# [DATA PROVIDED]
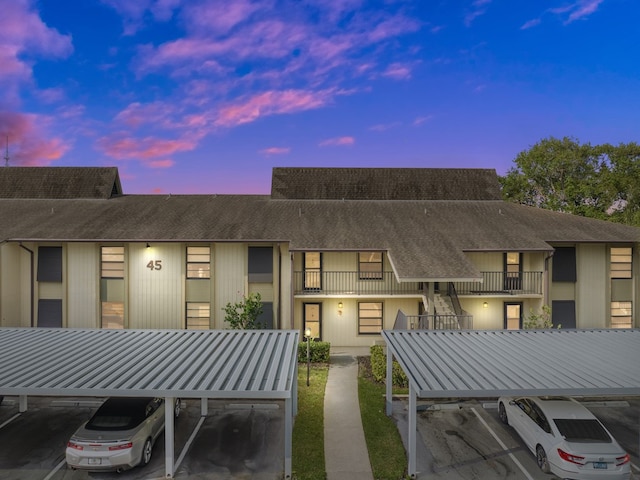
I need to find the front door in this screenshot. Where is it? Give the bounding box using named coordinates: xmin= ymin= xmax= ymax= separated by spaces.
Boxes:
xmin=304 ymin=252 xmax=322 ymax=290
xmin=504 ymin=302 xmax=522 ymax=330
xmin=302 ymin=303 xmax=322 ymax=340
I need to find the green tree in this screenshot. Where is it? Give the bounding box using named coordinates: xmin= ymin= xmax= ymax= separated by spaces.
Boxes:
xmin=223 ymin=293 xmax=264 ymax=330
xmin=499 ymin=137 xmax=640 ymax=226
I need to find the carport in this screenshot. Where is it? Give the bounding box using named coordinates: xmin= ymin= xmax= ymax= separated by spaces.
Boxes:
xmin=382 ymin=329 xmax=640 ymax=478
xmin=0 ymin=328 xmax=299 ymax=478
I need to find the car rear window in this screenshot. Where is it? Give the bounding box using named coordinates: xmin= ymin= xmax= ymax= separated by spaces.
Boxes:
xmin=553 ymin=418 xmax=611 ymax=443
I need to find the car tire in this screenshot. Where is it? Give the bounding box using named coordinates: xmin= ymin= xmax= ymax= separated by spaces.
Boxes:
xmin=536 ymin=445 xmax=551 ymax=473
xmin=140 ymin=438 xmax=153 ymax=466
xmin=498 ymin=402 xmax=509 ymax=425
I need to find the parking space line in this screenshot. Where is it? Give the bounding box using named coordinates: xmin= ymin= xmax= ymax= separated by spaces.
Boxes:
xmin=44 ymin=460 xmax=67 ymax=480
xmin=471 ymin=407 xmax=533 ymax=480
xmin=173 ymin=417 xmax=207 ymax=472
xmin=0 ymin=413 xmax=22 ymax=428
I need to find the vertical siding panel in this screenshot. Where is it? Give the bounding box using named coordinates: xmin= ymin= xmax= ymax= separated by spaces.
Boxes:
xmin=128 ymin=243 xmax=185 ymax=328
xmin=66 ymin=243 xmax=100 ymax=328
xmin=576 ymin=244 xmax=609 ymax=328
xmin=211 ymin=243 xmax=247 ymax=328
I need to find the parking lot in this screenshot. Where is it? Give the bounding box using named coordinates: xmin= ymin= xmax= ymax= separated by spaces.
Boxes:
xmin=0 ymin=397 xmax=640 ymax=480
xmin=394 ymin=397 xmax=640 ymax=480
xmin=0 ymin=397 xmax=284 ymax=480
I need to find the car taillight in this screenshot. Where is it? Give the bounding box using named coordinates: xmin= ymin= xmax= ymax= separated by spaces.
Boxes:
xmin=558 ymin=449 xmax=584 ymax=465
xmin=616 ymin=453 xmax=631 ymax=467
xmin=109 ymin=442 xmax=133 ymax=452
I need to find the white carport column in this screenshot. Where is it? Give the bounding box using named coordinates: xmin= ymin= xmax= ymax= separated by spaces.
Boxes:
xmin=284 ymin=397 xmax=293 ymax=479
xmin=385 ymin=347 xmax=393 ymax=417
xmin=407 ymin=382 xmax=418 ymax=478
xmin=164 ymin=397 xmax=176 ymax=478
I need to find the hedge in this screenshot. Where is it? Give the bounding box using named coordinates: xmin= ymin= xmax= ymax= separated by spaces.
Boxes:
xmin=371 ymin=345 xmax=409 ymax=388
xmin=298 ymin=342 xmax=331 ymax=363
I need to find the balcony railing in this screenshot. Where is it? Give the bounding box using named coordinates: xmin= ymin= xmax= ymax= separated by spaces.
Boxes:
xmin=393 ymin=311 xmax=473 ymax=330
xmin=293 ymin=271 xmax=423 ymax=295
xmin=454 ymin=272 xmax=542 ymax=295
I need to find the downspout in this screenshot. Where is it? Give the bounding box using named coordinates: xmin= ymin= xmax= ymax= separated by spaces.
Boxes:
xmin=19 ymin=242 xmax=36 ymax=328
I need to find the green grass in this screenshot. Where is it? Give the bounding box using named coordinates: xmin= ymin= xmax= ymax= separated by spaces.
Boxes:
xmin=292 ymin=364 xmax=329 ymax=480
xmin=358 ymin=376 xmax=407 ymax=480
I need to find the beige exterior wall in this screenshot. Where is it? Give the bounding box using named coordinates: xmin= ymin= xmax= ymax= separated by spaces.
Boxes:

# [EXERCISE OBJECTIVE]
Reproduce all of the material above with each "screenshot" changed to "image" and everything else left as is. Omit the pictures.

# [RESPONSE]
I need to find the front door in this image. Where is it? Give the bounding box using named coordinates: xmin= ymin= xmax= ymax= separated by spaces.
Boxes:
xmin=304 ymin=252 xmax=322 ymax=290
xmin=504 ymin=302 xmax=522 ymax=330
xmin=302 ymin=303 xmax=322 ymax=340
I need to find the green tree in this image. Where is it? Give the bounding box using named coordinates: xmin= ymin= xmax= ymax= separated by spaces.
Boxes:
xmin=223 ymin=293 xmax=264 ymax=330
xmin=499 ymin=137 xmax=640 ymax=226
I need to find the carport in this image. Where is it? Give the bounding box using named coordinates: xmin= ymin= xmax= ymax= separated by spaces.
Boxes:
xmin=382 ymin=329 xmax=640 ymax=478
xmin=0 ymin=328 xmax=299 ymax=478
I need to find the car rear window in this image. Where is it? Give the bounding box using named coordinates: xmin= ymin= xmax= ymax= separated by spaces.
Boxes:
xmin=553 ymin=418 xmax=611 ymax=443
I need to find the car tire in this image. Where is it? Give the bounding box using named coordinates: xmin= ymin= xmax= ymax= separated by spaces.
Boxes:
xmin=536 ymin=445 xmax=551 ymax=473
xmin=140 ymin=438 xmax=153 ymax=466
xmin=498 ymin=402 xmax=509 ymax=425
I need to find the parking space line in this image. Where is it? Give the bounding box using named coordinates: xmin= ymin= xmax= ymax= separated by spaces.
Boxes:
xmin=44 ymin=460 xmax=67 ymax=480
xmin=471 ymin=407 xmax=533 ymax=480
xmin=173 ymin=417 xmax=207 ymax=472
xmin=0 ymin=413 xmax=22 ymax=428
I need to find the vertical siding panel in this image. Where is it? Give the bounding box using named coordinates: xmin= ymin= xmax= ymax= separated by spaces.
Boxes:
xmin=128 ymin=243 xmax=185 ymax=328
xmin=66 ymin=243 xmax=100 ymax=328
xmin=576 ymin=244 xmax=609 ymax=328
xmin=211 ymin=243 xmax=247 ymax=328
I need to find the parking lot in this image. Where is it? Give the bounding box using named coordinates: xmin= ymin= xmax= ymax= separated by spaces.
Boxes:
xmin=0 ymin=397 xmax=640 ymax=480
xmin=394 ymin=397 xmax=640 ymax=480
xmin=0 ymin=397 xmax=284 ymax=480
I need to find the car taillight in this image. Where is it? Give the bounding box using named coordinates: xmin= ymin= xmax= ymax= separated by spaces.
Boxes:
xmin=558 ymin=449 xmax=584 ymax=465
xmin=616 ymin=453 xmax=631 ymax=467
xmin=109 ymin=442 xmax=133 ymax=452
I need to find the white carport column in this image. Where is it? Give the bounding box using named coordinates: xmin= ymin= xmax= ymax= separated by spaces.
Boxes:
xmin=284 ymin=397 xmax=293 ymax=479
xmin=385 ymin=347 xmax=393 ymax=417
xmin=407 ymin=382 xmax=418 ymax=478
xmin=164 ymin=397 xmax=176 ymax=478
I need to find the hedge in this image. Where is it? Give the bounding box using named coordinates: xmin= ymin= xmax= ymax= separated by spaces.
Boxes:
xmin=371 ymin=345 xmax=409 ymax=388
xmin=298 ymin=342 xmax=331 ymax=363
I need to find the balcony railing in this image. Where is it? Give the bounding box using named coordinates: xmin= ymin= xmax= ymax= separated by spaces.
Boxes:
xmin=393 ymin=311 xmax=473 ymax=330
xmin=293 ymin=271 xmax=423 ymax=295
xmin=454 ymin=272 xmax=542 ymax=295
I need to find the downspout in this image. Where is it? Give the bounding box using named coordinates: xmin= ymin= xmax= ymax= separated by spaces.
Boxes:
xmin=19 ymin=242 xmax=36 ymax=328
I need to find the green grass in this image. Where is it? Give the bounding box using named coordinates: xmin= ymin= xmax= ymax= separated by spaces.
Boxes:
xmin=292 ymin=364 xmax=329 ymax=480
xmin=358 ymin=376 xmax=407 ymax=480
I need to find the beige exterior wall in this image. Where is it? Give the bounding box using named coordinates: xmin= ymin= xmax= ymax= separated by spaces.
Boxes:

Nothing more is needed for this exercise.